• **Problem statement**:
Without omission or alteration, write out all of the data.

• **Records supplied**:
________________________

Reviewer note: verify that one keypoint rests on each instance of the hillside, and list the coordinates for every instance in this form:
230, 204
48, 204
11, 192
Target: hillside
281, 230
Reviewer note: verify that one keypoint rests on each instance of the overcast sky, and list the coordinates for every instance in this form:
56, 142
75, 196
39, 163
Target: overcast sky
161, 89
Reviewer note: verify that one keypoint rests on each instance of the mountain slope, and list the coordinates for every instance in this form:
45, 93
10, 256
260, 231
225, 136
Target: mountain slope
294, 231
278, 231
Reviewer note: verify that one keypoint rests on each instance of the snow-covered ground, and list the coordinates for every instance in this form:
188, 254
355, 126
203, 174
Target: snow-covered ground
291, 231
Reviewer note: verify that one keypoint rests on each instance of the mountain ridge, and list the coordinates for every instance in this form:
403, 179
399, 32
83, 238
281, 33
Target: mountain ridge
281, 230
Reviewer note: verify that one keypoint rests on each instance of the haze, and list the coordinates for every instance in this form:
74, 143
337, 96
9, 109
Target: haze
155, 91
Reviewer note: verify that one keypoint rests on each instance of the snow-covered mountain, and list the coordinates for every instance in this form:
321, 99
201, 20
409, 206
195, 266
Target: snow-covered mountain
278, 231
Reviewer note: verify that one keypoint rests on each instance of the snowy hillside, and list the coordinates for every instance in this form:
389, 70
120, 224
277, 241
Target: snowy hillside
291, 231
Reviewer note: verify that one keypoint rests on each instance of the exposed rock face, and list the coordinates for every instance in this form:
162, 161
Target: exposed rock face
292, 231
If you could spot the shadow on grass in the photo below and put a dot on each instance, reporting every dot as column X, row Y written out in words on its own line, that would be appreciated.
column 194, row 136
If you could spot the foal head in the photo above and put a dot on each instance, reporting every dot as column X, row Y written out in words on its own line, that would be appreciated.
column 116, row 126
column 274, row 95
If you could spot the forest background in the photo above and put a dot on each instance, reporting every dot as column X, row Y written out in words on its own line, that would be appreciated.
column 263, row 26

________________________

• **Expected answer**:
Reviewer note: verify that one keypoint rests on each instance of the hillside, and list the coordinates for every instance in this form:
230, 204
48, 204
11, 192
Target: hillside
281, 230
Reviewer note: verify that one keypoint rests on each instance of the overcast sky, and list the coordinates for every instance in this form:
56, 142
75, 196
39, 163
Target: overcast sky
161, 89
Reviewer note: verify that one keypoint rests on each instance of the mountain slope, and list the coordinates for every instance in this form:
45, 93
10, 256
260, 231
225, 136
Target: mountain slope
294, 231
278, 231
Reviewer note: verify that one keypoint rests on each instance of the snow-covered ground, and list the coordinates for every instance in this form:
188, 254
355, 126
203, 174
Target: snow-covered ground
291, 231
Reviewer note: verify that one keypoint rests on each instance of the mountain ridge, and list the coordinates for every instance in this form:
403, 179
399, 32
83, 238
281, 33
Target: mountain ridge
281, 230
Reviewer note: verify that one keypoint rests on each instance of the haze, and list the coordinates for every instance in this form:
74, 143
337, 96
9, 109
Target: haze
155, 91
Reviewer note: verify that one keypoint rests on each instance of the snow-covered mountain, and list the coordinates for every instance in this form:
321, 99
201, 20
409, 206
195, 266
Target: snow-covered mountain
278, 231
Reviewer note: verify that one keypoint rests on each instance of the snowy hillside, and list the coordinates for every instance in this form:
389, 70
120, 224
277, 241
Target: snowy hillside
291, 231
Reviewer note: verify that one keypoint rests on each instance of the exposed rock face, and list the coordinates for every instance in this form:
162, 161
Target: exposed rock face
292, 231
If you could spot the shadow on grass in the photo below and put a dot on each instance, reporting every dot as column X, row Y written out in words on its own line, that would be appreciated.
column 194, row 136
If you could spot the foal head in the photo above and put a dot on each instance, reporting every dot as column X, row Y written out in words on its own line, that would be appreciated.
column 116, row 126
column 274, row 95
If you could spot the forest background in the photo above and put a dot on each instance, reporting every dot as column X, row Y written out in words on its own line, that would be appreciated.
column 263, row 26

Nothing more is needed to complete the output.